We Can Deal With Ebola, Say Experts

As the deadly Ebola outbreak spreads rapidly outside West Africa, virologists in the city have expressed confidence that the country’s health system can handle any cases here.

Published: 28th October 2014 06:00 AM  |   Last Updated: 28th October 2014 08:45 AM   |  A+A-

BANGALORE: As the deadly Ebola outbreak spreads rapidly outside West Africa, virologists in the city have expressed confidence that the country’s health system can handle any cases here.

Dr Shashidhar Buggi, medical director of Rajiv Gandhi Institute of Chest Diseases, says, “It is important to isolate patients and have separate wards. Facilities that were utilised for H1N1 cases in the city are being kept ready for possible Ebola cases.”

He says those who deal with Ebola patients need to be covered from head to toe, with a mask, cap and shoes, and also carry at all times a personal protection kit.

Virologist Arunkumar Govindakarnavar, head of Manipal Centre for Virus Research, says biosafety level 3 is enough in laboratories that deal with diagnosing the virus. Biosafety levels prescribe the precautionary measures necessary to contain dangerous viruses, and range from the lowest level 1 to the highest 4.

“Biosafety level 4 measures are required to culture the Ebola virus, and we have a laboratory with biosafety level 4 only at the National Institute of Virology (NIV) in Pune,” he said.

(EXERCISE A):
Answer these questions about the Ebola article:
(i) According to Dr Shashidhar Buggi, which facilities in the city are being kept ready for possible Ebola cases?
(ii) Which biosafety level does Arunkumar Govindakarnavar say is enough for laboratories that diagnose the virus?
(iii) Where is the only laboratory with biosafety level 4?
(EXERCISE B):
Extend the Ebola article by a few paragraphs, starting after its final quotation.

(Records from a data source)
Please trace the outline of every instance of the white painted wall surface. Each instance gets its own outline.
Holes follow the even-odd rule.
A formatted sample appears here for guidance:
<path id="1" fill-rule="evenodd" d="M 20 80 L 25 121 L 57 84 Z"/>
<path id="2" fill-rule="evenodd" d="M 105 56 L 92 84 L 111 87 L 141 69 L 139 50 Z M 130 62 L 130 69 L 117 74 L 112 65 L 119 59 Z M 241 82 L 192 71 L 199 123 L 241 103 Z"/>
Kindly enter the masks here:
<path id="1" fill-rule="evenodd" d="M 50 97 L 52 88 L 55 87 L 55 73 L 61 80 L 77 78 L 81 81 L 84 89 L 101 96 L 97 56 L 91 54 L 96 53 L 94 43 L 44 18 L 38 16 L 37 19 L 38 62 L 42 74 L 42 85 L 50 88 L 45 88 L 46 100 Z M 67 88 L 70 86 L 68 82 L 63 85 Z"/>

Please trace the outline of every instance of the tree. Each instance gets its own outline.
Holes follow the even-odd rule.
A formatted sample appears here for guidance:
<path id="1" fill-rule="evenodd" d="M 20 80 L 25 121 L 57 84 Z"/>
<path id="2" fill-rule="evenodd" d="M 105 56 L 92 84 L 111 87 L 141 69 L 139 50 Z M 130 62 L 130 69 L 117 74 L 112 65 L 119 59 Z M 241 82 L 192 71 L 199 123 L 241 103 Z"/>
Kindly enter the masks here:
==
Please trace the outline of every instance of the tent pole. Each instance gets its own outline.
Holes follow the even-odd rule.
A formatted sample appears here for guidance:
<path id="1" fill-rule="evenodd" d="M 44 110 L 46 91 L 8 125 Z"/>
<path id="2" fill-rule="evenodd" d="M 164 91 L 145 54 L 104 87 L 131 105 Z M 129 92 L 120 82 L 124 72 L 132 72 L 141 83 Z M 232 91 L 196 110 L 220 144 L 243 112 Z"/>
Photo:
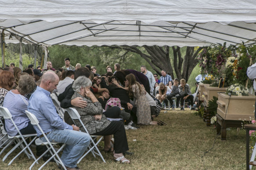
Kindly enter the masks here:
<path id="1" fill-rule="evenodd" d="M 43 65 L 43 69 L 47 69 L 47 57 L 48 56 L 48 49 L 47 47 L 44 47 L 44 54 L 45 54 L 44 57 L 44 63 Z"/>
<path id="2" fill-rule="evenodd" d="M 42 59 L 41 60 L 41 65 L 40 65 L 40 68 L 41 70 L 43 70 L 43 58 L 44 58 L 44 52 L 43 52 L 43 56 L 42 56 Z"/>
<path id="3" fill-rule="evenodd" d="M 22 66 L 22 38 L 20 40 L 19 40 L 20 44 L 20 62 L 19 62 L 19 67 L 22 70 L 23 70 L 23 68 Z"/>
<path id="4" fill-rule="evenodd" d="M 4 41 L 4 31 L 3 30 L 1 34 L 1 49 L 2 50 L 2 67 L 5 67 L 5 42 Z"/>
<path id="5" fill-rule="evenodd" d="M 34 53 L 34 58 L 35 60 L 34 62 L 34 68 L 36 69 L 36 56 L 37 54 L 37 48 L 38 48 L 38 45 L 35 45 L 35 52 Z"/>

(ANSWER BOX A):
(i) The facilities that were used for H1N1 cases.
(ii) Biosafety level 3.
(iii) At the National Institute of Virology (NIV) in Pune.

(ANSWER BOX B):
The government has put airports on alert. Health authorities have increased surveillance and people from west Africa and Nigeria are being monitored, says Arunkumar. Anyone with a suspected infection will be quarantined and their blood samples sent to the National Centre for Disease Control in New Delhi and NIV.

Dr B Tandale from NIV is the expert designated by the government to talk about Ebola. But he refused to answer questions when contacted by Express.

Transmission

Arunkumar says, “Ebola is not an airborne infection but is transmitted through bodily fluids (blood, saliva and sweat).

“Therefore, the infection can be carried only through close relatives and hospital staff as the transmission is contact based. It is not like what happened in H1N1, where environmental conditions played a role.”

He said even if the Ebola virus enters the country, “we can try to contain it since the incubation period is 2-21 days, during which time the patient shows no symptoms and cannot transmit the disease.”